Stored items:

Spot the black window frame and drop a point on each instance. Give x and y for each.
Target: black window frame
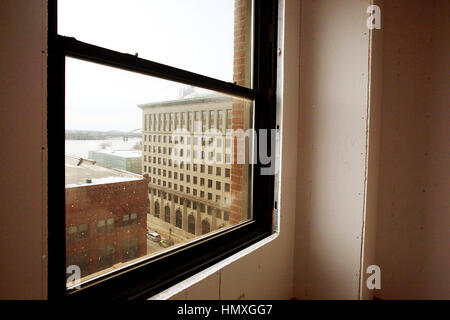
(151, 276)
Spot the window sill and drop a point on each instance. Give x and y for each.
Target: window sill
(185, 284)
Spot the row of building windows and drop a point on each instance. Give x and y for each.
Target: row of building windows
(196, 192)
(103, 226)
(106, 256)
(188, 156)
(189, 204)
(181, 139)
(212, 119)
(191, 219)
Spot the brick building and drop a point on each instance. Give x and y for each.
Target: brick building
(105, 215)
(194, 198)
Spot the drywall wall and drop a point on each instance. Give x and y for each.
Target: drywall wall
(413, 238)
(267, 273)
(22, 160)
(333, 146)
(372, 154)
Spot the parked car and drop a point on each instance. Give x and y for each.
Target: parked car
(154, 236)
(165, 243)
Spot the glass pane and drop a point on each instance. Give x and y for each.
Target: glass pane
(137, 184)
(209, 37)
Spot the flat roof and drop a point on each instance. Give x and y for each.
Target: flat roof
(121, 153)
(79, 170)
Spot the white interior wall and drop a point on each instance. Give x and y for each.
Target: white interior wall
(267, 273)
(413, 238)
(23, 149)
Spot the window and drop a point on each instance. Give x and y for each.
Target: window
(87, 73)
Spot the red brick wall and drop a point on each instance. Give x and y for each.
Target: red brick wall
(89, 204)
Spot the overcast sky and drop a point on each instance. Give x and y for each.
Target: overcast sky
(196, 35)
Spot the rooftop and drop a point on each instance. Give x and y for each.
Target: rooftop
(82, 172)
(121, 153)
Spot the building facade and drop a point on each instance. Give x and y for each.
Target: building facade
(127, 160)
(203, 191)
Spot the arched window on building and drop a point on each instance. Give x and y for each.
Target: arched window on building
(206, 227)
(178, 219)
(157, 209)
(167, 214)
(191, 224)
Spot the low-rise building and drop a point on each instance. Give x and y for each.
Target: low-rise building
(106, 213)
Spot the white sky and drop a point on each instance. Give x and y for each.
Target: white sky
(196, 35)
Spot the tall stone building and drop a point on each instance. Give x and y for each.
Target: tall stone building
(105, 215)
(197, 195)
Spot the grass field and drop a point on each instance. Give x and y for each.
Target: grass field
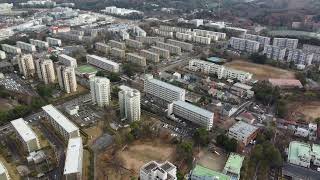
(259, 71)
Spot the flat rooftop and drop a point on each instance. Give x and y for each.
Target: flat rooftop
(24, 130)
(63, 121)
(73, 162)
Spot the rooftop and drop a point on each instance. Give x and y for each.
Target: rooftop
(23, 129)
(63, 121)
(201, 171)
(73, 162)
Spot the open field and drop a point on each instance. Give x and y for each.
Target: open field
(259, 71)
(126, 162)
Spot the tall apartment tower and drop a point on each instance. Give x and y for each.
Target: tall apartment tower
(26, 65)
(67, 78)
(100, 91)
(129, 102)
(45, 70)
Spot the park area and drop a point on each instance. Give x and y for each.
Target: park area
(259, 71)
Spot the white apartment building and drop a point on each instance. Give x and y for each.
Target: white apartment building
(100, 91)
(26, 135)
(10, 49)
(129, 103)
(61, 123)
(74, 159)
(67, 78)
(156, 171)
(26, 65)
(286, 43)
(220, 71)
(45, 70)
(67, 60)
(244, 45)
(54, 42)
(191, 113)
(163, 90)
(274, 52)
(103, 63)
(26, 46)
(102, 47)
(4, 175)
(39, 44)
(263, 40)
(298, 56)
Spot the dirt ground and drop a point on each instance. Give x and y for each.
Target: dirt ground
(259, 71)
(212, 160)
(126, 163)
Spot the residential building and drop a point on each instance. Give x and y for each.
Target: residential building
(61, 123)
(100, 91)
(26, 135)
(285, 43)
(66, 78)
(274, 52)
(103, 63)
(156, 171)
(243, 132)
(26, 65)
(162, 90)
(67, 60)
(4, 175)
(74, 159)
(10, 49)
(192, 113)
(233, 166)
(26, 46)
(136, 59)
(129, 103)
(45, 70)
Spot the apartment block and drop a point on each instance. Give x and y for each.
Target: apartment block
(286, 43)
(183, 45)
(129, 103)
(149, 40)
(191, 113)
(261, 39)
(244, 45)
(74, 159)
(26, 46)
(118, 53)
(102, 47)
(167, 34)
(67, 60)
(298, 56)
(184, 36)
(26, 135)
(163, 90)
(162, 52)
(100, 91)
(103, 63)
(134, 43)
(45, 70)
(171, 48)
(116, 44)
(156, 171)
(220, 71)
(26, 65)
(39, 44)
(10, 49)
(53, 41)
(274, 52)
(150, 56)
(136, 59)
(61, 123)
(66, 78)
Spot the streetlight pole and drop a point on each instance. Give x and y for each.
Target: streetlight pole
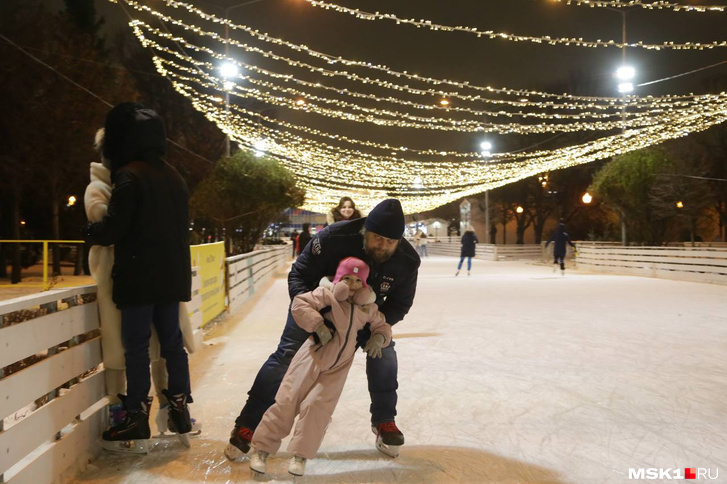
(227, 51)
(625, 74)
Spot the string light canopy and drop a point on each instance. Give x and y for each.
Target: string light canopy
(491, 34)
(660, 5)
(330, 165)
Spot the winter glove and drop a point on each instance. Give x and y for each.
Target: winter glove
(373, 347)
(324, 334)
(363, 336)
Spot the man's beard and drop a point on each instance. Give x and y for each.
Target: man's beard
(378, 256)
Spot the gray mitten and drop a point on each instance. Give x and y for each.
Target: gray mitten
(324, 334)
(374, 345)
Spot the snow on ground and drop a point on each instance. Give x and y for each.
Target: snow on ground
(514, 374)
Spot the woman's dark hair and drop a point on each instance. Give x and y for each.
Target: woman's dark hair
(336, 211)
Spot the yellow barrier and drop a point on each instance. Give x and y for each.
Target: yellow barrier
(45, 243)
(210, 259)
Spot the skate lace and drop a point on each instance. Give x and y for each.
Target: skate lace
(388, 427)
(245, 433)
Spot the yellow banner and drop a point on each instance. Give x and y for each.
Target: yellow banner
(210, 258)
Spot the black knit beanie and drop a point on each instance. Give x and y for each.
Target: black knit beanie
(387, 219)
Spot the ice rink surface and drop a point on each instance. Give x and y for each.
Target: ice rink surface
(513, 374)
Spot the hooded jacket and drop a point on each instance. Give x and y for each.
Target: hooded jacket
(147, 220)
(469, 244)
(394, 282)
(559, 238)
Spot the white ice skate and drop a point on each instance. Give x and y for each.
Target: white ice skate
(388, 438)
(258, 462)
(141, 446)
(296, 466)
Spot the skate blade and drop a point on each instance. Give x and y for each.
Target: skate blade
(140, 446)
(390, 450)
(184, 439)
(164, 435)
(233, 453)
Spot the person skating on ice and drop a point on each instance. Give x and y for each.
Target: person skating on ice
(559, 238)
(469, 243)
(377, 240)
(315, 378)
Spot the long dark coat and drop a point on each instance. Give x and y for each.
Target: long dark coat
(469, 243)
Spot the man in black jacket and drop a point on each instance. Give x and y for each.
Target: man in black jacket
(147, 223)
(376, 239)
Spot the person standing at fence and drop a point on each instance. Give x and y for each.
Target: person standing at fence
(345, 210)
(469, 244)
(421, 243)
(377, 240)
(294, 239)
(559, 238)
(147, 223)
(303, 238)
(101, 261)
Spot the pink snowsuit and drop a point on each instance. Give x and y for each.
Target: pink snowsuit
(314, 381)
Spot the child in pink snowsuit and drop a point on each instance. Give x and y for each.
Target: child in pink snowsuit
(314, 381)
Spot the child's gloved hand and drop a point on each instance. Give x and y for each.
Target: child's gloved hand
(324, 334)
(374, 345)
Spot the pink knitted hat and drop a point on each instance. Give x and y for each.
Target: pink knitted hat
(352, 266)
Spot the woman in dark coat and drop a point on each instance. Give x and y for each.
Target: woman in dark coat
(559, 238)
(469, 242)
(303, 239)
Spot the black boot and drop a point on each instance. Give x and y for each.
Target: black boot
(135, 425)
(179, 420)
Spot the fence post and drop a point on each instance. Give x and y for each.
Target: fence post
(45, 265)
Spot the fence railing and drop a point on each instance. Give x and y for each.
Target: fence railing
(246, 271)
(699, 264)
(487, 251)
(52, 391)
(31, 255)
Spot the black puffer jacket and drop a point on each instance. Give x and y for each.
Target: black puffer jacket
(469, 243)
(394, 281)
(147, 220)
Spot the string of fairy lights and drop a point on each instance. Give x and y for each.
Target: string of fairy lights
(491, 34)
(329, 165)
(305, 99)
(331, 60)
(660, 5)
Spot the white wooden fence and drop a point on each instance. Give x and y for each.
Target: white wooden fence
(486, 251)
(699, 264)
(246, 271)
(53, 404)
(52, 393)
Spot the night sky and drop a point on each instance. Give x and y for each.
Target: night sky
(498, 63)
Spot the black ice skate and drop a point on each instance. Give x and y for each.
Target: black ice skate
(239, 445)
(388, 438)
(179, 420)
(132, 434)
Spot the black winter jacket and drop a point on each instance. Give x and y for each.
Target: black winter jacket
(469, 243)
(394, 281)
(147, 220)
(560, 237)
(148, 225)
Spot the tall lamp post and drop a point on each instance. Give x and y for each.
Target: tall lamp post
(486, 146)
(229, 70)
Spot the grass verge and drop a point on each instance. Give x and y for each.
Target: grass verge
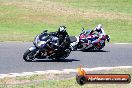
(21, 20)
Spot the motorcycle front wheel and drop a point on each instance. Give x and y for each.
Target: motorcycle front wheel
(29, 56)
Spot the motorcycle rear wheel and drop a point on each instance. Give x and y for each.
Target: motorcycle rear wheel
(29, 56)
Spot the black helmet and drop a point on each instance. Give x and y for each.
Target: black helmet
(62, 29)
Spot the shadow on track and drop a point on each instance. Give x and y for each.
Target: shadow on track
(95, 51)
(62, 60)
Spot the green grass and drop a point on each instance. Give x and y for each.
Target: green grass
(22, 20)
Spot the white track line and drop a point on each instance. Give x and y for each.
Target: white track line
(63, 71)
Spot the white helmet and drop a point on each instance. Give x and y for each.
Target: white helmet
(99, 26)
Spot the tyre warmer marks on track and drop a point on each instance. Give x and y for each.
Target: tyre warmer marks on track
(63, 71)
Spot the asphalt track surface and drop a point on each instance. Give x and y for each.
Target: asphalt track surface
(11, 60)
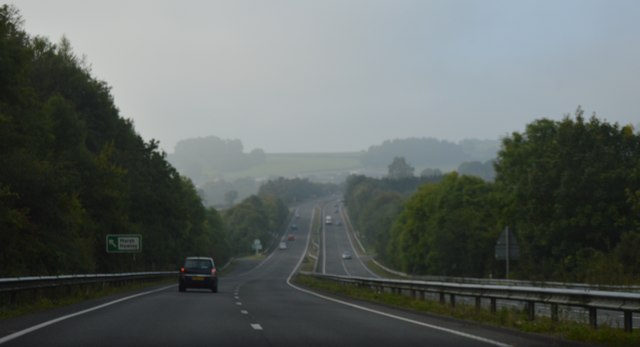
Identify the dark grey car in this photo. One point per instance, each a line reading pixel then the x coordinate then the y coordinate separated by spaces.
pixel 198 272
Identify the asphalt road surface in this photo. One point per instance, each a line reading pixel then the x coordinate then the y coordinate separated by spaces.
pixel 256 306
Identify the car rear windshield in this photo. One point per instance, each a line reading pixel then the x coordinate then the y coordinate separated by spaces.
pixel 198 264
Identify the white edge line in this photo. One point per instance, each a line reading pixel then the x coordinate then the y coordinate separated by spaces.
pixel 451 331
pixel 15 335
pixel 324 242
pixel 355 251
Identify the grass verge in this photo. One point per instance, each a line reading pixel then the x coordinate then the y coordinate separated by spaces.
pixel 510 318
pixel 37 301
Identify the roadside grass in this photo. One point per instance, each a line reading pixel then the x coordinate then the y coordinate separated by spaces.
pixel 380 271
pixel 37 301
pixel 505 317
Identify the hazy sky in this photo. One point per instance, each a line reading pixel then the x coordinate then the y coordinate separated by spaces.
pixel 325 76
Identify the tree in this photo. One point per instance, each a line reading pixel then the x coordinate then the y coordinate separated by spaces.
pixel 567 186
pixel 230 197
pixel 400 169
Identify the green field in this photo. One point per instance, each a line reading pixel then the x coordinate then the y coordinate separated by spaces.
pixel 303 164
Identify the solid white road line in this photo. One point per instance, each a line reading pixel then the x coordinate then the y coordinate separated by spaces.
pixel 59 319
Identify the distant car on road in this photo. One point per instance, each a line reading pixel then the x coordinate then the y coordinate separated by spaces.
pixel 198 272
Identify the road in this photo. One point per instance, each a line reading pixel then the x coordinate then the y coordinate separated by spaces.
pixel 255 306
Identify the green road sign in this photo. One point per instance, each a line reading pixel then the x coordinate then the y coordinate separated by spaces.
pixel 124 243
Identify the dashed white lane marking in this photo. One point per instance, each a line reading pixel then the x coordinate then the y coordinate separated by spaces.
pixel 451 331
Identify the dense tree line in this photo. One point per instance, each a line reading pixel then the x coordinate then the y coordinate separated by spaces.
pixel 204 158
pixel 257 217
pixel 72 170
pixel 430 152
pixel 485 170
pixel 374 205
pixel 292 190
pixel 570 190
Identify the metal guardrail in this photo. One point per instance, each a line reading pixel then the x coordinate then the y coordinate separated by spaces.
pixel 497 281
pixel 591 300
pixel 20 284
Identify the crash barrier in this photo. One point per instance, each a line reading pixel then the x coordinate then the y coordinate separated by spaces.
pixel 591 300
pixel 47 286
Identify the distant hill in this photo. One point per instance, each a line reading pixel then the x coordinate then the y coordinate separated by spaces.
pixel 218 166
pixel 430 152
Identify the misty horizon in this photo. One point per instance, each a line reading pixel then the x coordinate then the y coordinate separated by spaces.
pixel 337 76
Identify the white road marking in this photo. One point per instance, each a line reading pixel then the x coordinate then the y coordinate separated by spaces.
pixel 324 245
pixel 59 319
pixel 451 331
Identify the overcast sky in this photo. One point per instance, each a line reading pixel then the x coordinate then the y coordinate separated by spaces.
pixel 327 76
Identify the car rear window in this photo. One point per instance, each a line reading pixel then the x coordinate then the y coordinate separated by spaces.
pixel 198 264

What the exercise asks - Exactly the lines above from the one with "Target: drywall wall" to the one with "Spot the window and", both included, are to be quoted; leave the rest out.

Answer section -
Target: drywall wall
(413, 238)
(267, 273)
(22, 160)
(333, 146)
(372, 154)
Spot the parked car and drop a point on each instance. Give x and y for each.
Target: parked car
(154, 236)
(165, 243)
Spot the glass pane and drop a point on each instance. Give x and y for each.
Target: glass pane
(137, 184)
(209, 37)
Spot the flat roof and drop a point on each instance. Give x and y for each.
Target: flat roof
(121, 153)
(79, 170)
Spot the white interior wall and drop a point on each instance. Give x and y for each.
Target: white interior wall
(267, 273)
(413, 238)
(23, 149)
Spot the window and drop a point on each instance. Give x and y for each.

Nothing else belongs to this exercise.